* What is needed:
Before you reproduce the entries that follow, strip out any image they contain and keep the rest exact.

--- Data provided ---

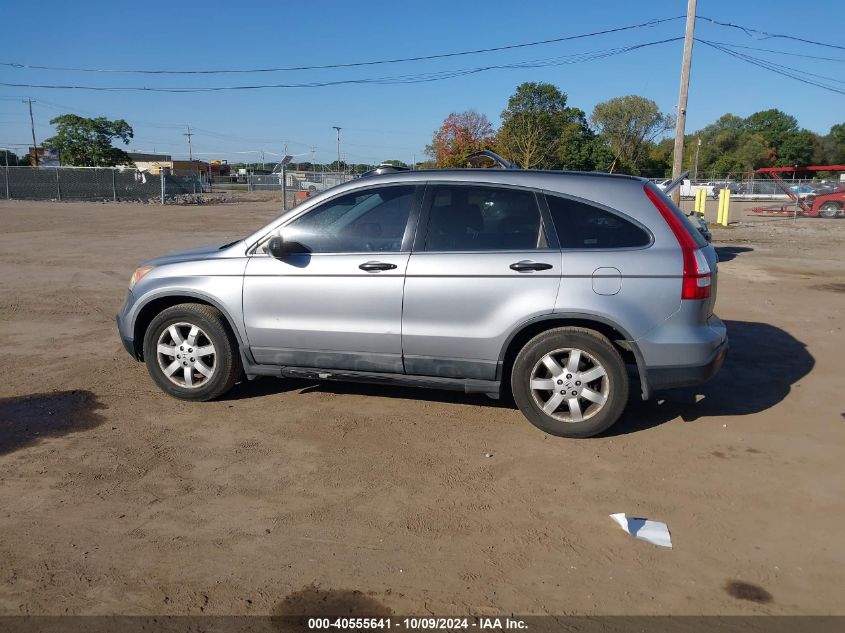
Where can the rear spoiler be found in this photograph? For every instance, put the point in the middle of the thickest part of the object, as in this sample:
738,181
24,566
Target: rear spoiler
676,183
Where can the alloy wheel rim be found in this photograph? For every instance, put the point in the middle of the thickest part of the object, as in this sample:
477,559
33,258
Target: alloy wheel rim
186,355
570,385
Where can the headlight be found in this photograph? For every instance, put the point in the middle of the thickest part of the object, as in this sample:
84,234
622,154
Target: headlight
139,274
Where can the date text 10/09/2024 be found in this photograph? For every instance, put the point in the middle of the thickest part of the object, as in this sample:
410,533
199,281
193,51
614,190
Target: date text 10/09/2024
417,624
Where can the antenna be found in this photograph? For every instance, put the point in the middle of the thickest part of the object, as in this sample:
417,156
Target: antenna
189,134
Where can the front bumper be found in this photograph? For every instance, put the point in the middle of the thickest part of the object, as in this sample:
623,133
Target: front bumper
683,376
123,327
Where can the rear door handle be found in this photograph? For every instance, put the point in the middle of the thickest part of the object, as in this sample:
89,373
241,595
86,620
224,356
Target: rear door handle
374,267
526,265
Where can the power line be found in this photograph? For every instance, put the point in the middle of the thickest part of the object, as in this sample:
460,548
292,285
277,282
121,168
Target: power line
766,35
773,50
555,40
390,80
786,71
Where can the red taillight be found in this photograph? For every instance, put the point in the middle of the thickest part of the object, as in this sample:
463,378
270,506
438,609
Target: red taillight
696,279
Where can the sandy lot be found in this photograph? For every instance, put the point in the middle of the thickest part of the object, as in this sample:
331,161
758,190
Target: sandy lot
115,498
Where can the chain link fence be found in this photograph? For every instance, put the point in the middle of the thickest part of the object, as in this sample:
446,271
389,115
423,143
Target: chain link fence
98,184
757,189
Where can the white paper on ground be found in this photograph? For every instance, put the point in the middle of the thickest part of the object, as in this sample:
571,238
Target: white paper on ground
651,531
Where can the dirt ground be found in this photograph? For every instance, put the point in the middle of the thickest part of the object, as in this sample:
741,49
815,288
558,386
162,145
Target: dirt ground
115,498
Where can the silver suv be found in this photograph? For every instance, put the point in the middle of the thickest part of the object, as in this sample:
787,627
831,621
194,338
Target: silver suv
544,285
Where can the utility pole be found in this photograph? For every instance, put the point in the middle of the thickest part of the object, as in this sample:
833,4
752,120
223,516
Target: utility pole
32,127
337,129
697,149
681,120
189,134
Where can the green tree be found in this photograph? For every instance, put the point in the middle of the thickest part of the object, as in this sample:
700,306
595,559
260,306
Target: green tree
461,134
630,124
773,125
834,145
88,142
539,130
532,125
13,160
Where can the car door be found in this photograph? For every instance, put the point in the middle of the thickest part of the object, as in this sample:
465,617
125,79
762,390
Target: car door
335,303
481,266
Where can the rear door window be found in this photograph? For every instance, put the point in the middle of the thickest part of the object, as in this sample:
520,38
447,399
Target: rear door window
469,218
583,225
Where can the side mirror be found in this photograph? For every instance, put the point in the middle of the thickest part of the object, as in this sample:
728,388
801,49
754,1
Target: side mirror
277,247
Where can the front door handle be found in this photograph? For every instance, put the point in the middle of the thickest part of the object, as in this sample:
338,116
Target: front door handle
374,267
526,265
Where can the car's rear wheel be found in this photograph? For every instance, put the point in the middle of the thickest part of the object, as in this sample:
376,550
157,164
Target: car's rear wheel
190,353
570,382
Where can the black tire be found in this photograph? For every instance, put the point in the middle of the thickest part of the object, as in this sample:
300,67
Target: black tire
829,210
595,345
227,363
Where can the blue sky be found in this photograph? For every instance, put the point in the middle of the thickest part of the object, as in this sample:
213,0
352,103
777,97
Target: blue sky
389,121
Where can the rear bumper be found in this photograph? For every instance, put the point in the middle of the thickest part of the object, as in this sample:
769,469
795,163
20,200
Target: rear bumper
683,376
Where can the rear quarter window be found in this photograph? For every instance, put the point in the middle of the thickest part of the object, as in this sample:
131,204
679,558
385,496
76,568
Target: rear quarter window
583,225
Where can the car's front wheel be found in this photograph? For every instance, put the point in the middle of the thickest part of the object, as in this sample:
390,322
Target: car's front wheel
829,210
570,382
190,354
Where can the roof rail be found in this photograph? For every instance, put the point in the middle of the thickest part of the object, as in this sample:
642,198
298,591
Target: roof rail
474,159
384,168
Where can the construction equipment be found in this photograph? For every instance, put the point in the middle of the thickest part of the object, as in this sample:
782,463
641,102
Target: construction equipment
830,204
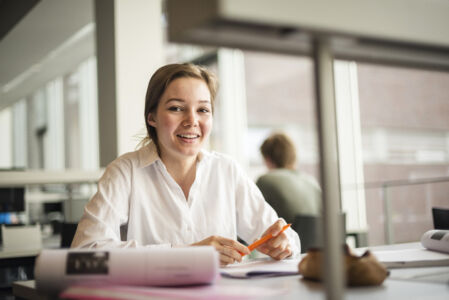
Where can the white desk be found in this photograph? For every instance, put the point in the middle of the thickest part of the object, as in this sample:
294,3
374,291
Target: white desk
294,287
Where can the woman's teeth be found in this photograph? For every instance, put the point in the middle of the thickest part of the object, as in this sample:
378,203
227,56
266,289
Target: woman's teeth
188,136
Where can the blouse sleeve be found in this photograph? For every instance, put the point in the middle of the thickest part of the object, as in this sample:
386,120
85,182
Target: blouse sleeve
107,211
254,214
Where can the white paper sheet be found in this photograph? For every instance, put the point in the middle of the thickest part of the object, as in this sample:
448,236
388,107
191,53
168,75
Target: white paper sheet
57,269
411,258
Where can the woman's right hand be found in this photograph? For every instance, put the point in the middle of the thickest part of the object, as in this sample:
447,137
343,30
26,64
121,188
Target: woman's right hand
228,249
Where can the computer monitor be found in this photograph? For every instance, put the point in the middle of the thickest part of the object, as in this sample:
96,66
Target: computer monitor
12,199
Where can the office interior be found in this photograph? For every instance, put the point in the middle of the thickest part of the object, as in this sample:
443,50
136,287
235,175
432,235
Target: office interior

---

* Problem solution:
Where can the rear spoiler be found in this photograph? For every instance, put the point in the middle of the thickest part of the object, as in this sample:
738,181
24,566
Target: rear spoiler
676,183
Where can the alloy wheel rim be found in this photograph? For every instance, put the point in the middle of the thickest part of the object, as in this sample:
477,559
33,258
Target: alloy wheel rim
186,355
570,385
Where can the headlight be found in this photograph? For every instance, put the point in the middle of the thickest part of the object, as in this sample:
84,234
622,154
Target: headlight
139,274
Where can the date text 10/09/2024 be found in this photograph? For every instance, put the point in the middle of the thickest part of the object, as in this sample:
410,533
199,281
193,51
614,190
Target: date text 10/09/2024
417,624
Where can the antenna be found in this photograph? For every instance, put the point in the middle of the thickest part of the object, as in this sample:
417,156
Target: antenna
189,134
Where can the front bumper be found in this photograph? For every instance, put the point in the middle of the thickest part of the object, as in this sample:
623,133
Target: front bumper
683,376
123,327
Where can the rear door handle be found in this photograph? For every instance, put the point in the middle of the thickest part of the object, as in this sample:
89,373
241,595
86,620
224,356
Target: rear door handle
374,267
526,265
Where can the power line be found in this photograph? For every instance, put the point in the middle of the thickest part of the object, as in this sample:
460,548
292,285
277,282
121,168
Target: power line
766,35
773,50
555,40
390,80
786,71
Where can the red taillight be found in this photograph? For every instance, put the point in the middle of the thickest part of the object, as in this sample:
463,378
270,506
438,609
Target: red taillight
696,279
Where can the sandy lot be found in this photograph? For every instance, put the point in the middle of the thickest part of the object, as in this sample:
331,161
758,190
Target: sandy lot
115,498
Where can the chain link fence be found in this photograph? For every instance, put the point in the middle of the thickest part of the object, as in this sample:
446,271
389,115
423,143
Target: chain link fence
98,184
757,189
Where can the white paper on ground be found in this photograph? For every instance, put the point in the middle of the thickest part of the object, as in this sample:
571,238
Target: white paper on ground
651,531
Where can the dirt ground be found in this photograph? For every instance, put the point in the middle of the thickest part of the object, as in this sample:
741,49
815,288
558,386
162,145
Target: dirt ground
115,498
Where can the silver suv be found in this photograph? For every instance, put the point in the middle of the thickest part of the object, as in this sample:
787,627
831,621
194,338
Target: silver suv
544,285
Where can the utility pole be found in this photograph? For every instance, put the point in the middle of the thickest part of the object, as in this sample:
833,4
752,120
223,516
Target: utility pole
32,127
337,129
697,149
681,120
189,134
Where can the green tree be found in this photograph? For every instance, put the point in the middle of the thickest part of the object, as in this sample:
700,306
595,559
260,306
Target: green tree
461,134
630,124
773,125
834,145
88,142
539,130
532,125
13,160
Where can the car door be found in this photograph? For every instance, put the point in the middle of the thickest part of the object, as in this sample:
465,617
125,79
762,390
Target: car door
335,303
481,266
Where can the rear door window be found in this photograph? For every instance, put the point in the middle of the thickest part of the object, as in this sample:
520,38
447,399
Target: rear door window
469,218
583,225
Where can the side mirror be found in this photograph? For every instance, put the point in the middle of the thickest part of the object, as in this sample:
728,388
801,49
754,1
Target: side mirror
277,247
Where can the front door handle be found in this photograph? For every instance, put the point in the middle of the thickest part of the object, as in this sample:
338,116
Target: front door handle
374,267
526,265
Where can the car's rear wheel be found in this photograph? For every instance, put the point in the middle of the thickest part of the object, as in this sample:
376,550
157,164
Target: car's rear wheel
190,353
570,382
Where can the black tire be found in this photograph? For every instance, put the point in the middle of the thickest part of the object, as in this sample:
300,67
Target: black tire
829,210
595,345
227,363
Where can the blue sky be found in this photograph? For every instance, put the point in the middle of the thickest part of the object, as in this sample:
213,0
352,103
777,97
Target: blue sky
389,121
Where can the rear bumper be found in this photograph? For every instance, put the point in the middle of the thickest part of the object, as in this sample:
769,469
795,163
20,200
Target: rear bumper
683,376
Where can the rear quarter window be found in this photograph? For every instance, put the point in the middle of the thickest part of the object, as in this sample:
131,204
679,558
385,496
76,568
Target: rear quarter window
583,225
Where can the car's front wheel be found in this photograph? For every instance, put the point in the middle of the thickest part of the object, as in this sample:
390,322
Target: car's front wheel
829,210
570,382
190,354
Where can the roof rail be found in this photograph? For every instance, put the point in the middle of the thickest part of the object, as in this sample:
642,198
298,591
Target: roof rail
474,159
384,168
Where can the construction equipment be found in this photograph? For every instance, put the point in the middle of the thickest part of the object, as in this sample:
782,463
641,102
Target: construction equipment
830,204
Where can the white desk be found in this photograph? For every instance, put the point in the middle of the thickest part of the object, as in this sample:
294,3
374,291
Target: white desk
294,287
Where can the woman's teeth be found in this photograph? For every instance, put the point in the middle of the thickest part of the object, as in this sample:
378,203
227,56
266,289
Target: woman's teeth
188,136
Where can the blouse sleeve be found in this photograph? For every instance, put the point in the middle of the thickest part of the object, as in this sample:
386,120
85,182
Target: blouse sleeve
107,211
254,214
Where can the white paper sheet be found in this photograph? For every instance, put the point in the middle of the thickest part of the object, as in this sample:
448,236
388,107
191,53
168,75
Target: white paper sheet
57,269
411,258
Where can the woman's right hand be found in this photograph? For every instance, put the point in the middle of the thickest part of the object, as in this sample:
447,137
343,30
26,64
121,188
Target: woman's right hand
228,249
Where can the computer monitor be found in this photograph? For every instance, put the point in the middle of the thickest part of the object, as in this sample:
96,66
Target: computer monitor
12,199
Where can the office interior be found in this photograph? For every instance, put the point in the middle of the thickest part of the object, as in this sample:
443,50
136,287
235,175
432,235
Target: office interior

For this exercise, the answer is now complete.